Is the Sirius share price running out of steam?

Sirius is a property fund that owns and operates business and industrial parks in Germany. The market adores this company, having driven the share price to a level that reflects a massive premium to book value.

The argument is that Sirius actively manages the properties and increases their value, so today's book value doesn't reflect what they are really worth. That's great, but if you're paying a premium to book, then isn't that priced in?

Anyway, let's focus on the SENS announcement which gives a trading update for the six months to September 2021.

The rent roll increased by 2.5% to EUR98.9 million. The annualised rent roll (i.e. based on tenant in place today) is 3.3% higher than it was at March 2021. Total occupancy sits at 85%.

Sirius highlights that it completed a EUR400 million oversubscribed corporate bond issuance in June, with a cost of funding of 1.125% until June 2026. This enabled the repayment of EUR170.7 million in secured debt and drove a reduction in the weighted average cost of debt to 1.2% from 1.5% at March 2021. The weighted average term of debt also increased from 2.7 years to 3.7 years, which is positive.

The fund is still buying up land and buildings in Germany at pace, with EUR153.9 million in deals over the period.

The loan-to-value is 38.3% which is in line with many of the property funds in the market.

The detailed interim results will be released on 8th November. The share price closed over 4% lower yesterday based on this update - could it finally be running out of steam?

• [Short task]
Could you retype the Sirius share price piece from "The fund is" up to and including "be running out of steam?"? You won't need the data that comes after this.

• [Excerpted records]
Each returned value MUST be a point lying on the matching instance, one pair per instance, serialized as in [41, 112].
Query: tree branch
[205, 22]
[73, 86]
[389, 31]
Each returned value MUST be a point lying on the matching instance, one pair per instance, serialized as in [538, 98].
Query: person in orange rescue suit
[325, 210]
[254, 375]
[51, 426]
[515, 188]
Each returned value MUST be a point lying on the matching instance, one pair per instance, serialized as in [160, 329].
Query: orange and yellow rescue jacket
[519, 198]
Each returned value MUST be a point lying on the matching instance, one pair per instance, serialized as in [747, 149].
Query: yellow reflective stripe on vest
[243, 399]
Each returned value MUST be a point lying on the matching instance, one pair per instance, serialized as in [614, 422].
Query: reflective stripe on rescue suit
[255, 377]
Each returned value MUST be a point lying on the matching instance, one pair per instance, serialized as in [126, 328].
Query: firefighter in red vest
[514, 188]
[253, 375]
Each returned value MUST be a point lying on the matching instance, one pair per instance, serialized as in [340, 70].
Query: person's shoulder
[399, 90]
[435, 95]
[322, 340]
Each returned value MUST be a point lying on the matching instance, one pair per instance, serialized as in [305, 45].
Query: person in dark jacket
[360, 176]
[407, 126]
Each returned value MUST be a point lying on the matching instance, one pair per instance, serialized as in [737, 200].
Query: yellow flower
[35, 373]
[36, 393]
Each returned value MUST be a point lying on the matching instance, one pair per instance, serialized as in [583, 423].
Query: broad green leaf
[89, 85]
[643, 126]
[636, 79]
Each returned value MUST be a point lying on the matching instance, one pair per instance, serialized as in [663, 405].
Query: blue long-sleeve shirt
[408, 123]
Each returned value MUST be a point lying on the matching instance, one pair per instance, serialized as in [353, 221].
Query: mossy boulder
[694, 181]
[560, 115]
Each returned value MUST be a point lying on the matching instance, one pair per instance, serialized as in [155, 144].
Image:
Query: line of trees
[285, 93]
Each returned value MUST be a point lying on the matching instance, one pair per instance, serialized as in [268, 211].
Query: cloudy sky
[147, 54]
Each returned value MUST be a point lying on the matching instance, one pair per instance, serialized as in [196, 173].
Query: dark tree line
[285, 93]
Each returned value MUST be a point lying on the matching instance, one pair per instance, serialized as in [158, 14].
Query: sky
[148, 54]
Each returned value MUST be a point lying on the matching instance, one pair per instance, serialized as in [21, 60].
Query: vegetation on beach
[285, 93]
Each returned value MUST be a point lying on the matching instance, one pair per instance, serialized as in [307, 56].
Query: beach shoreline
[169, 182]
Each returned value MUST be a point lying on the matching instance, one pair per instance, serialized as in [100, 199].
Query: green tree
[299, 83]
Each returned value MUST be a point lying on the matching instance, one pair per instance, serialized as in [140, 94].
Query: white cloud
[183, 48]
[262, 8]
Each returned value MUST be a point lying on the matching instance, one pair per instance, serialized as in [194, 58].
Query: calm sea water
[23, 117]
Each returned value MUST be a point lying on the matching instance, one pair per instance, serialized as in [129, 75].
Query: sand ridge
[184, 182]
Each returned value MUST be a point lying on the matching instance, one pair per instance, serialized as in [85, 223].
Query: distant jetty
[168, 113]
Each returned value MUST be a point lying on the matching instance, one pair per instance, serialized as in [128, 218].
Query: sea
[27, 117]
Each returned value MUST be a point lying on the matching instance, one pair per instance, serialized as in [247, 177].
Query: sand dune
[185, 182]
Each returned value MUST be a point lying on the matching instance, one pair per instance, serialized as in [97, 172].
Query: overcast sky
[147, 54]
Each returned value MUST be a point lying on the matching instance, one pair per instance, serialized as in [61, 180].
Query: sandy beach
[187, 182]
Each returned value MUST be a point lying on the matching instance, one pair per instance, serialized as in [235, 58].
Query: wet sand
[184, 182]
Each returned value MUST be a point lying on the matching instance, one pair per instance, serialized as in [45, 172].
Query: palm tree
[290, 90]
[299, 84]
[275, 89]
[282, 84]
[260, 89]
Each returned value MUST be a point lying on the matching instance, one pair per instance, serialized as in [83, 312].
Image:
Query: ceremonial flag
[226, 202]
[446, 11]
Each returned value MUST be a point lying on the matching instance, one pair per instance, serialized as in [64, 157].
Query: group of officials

• [Reply]
The fund is still buying up land and buildings in Germany at pace, with EUR153.9 million in deals over the period.

The loan-to-value is 38.3% which is in line with many of the property funds in the market.

The detailed interim results will be released on 8th November. The share price closed over 4% lower yesterday based on this update - could it finally be running out of steam?